* _EXERCISE OBJECTIVE_:
All lines of the data shown below should be output exactly as they stand.

* _PROVIDED DATA_:
--- START ---
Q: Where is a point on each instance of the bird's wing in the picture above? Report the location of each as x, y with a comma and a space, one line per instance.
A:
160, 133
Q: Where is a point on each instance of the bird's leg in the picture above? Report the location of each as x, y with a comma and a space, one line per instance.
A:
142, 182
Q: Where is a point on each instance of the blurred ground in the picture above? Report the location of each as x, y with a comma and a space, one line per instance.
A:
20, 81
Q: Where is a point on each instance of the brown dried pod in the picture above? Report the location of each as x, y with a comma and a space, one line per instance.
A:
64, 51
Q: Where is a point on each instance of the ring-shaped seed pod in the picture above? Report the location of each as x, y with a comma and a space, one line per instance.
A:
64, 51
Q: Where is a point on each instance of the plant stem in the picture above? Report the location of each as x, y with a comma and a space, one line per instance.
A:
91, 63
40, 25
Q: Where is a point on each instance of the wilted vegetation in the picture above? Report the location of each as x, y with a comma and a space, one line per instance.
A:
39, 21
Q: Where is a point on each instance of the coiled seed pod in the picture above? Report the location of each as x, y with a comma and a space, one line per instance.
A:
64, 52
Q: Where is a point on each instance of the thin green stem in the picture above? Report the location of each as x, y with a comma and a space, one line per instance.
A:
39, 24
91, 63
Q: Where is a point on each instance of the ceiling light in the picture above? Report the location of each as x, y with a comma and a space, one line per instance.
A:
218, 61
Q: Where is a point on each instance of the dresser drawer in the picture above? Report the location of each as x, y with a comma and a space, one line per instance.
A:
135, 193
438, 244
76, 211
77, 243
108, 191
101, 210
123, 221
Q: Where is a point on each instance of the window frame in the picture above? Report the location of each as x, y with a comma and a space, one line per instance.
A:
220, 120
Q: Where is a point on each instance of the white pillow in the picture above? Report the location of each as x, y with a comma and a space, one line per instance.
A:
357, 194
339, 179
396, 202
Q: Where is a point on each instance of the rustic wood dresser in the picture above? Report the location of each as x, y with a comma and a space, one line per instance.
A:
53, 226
--- END ---
* _EXERCISE RESULT_:
Q: Where is a point on each instance of the bird's wing in the picture above? Report the location of each as x, y with a comma and a space, one line per instance.
A:
160, 133
Q: Where is a point on each instance of the bird's leg in the picture above? Report the location of each as x, y with a comma and a space, one line per instance.
A:
142, 182
Q: Where is a point on each instance of the blurred ground in the picture above? Report the location of each as x, y with a comma and a space, one line per instance.
A:
20, 81
Q: Where is a point on each instance of the brown dried pod in the picture above? Report the location of each as x, y with a comma and a space, one line per instance.
A:
64, 51
Q: Where is a point on each instance of the ring-shaped seed pod in the picture above? Report the location of each as x, y with a comma and a space, one line per instance.
A:
64, 51
Q: Where is a point on each instance of the plant stem in the picture above? Report the location of each as x, y with a comma and a space, one line per instance.
A:
91, 63
40, 25
Q: Where is a point on each instance of the wilted vegetation in the picture above? Report the location of each as x, y with a comma and a space, one line per instance.
A:
39, 21
Q: Where is a point on each instance of the coiled seed pod in the picture above? Report the location of each as x, y with a comma and a space, one line per instance.
A:
64, 52
Q: Where is a point on each instance of the thin green stem in the picture above? Report the location of each as x, y with a comma and a space, one line per instance.
A:
39, 24
91, 63
Q: Where is a point on each instance of the ceiling light in the picture above? Report the location of each as x, y with a comma and a space, one line per instance.
A:
218, 61
Q: Where is a point on each instance of the dresser drawer in the picture above? Report the location of each as x, y with a comma and a space, one line per instance.
A:
135, 193
438, 244
76, 211
77, 243
108, 191
101, 210
123, 221
Q: Where is a point on each instance of the window frame in the picture above? Report the location of each as x, y with a comma and a space, one line per instance.
A:
220, 120
Q: Where is a point on each instance of the white pillow in the picture above? Report the location of each as x, y with a comma and a space, one line per instance.
A:
357, 194
339, 179
396, 202
Q: Where is a point on each instance of the rustic wood dresser in the picture above? Report the location of each as x, y with a comma and a space, one line per instance.
A:
53, 226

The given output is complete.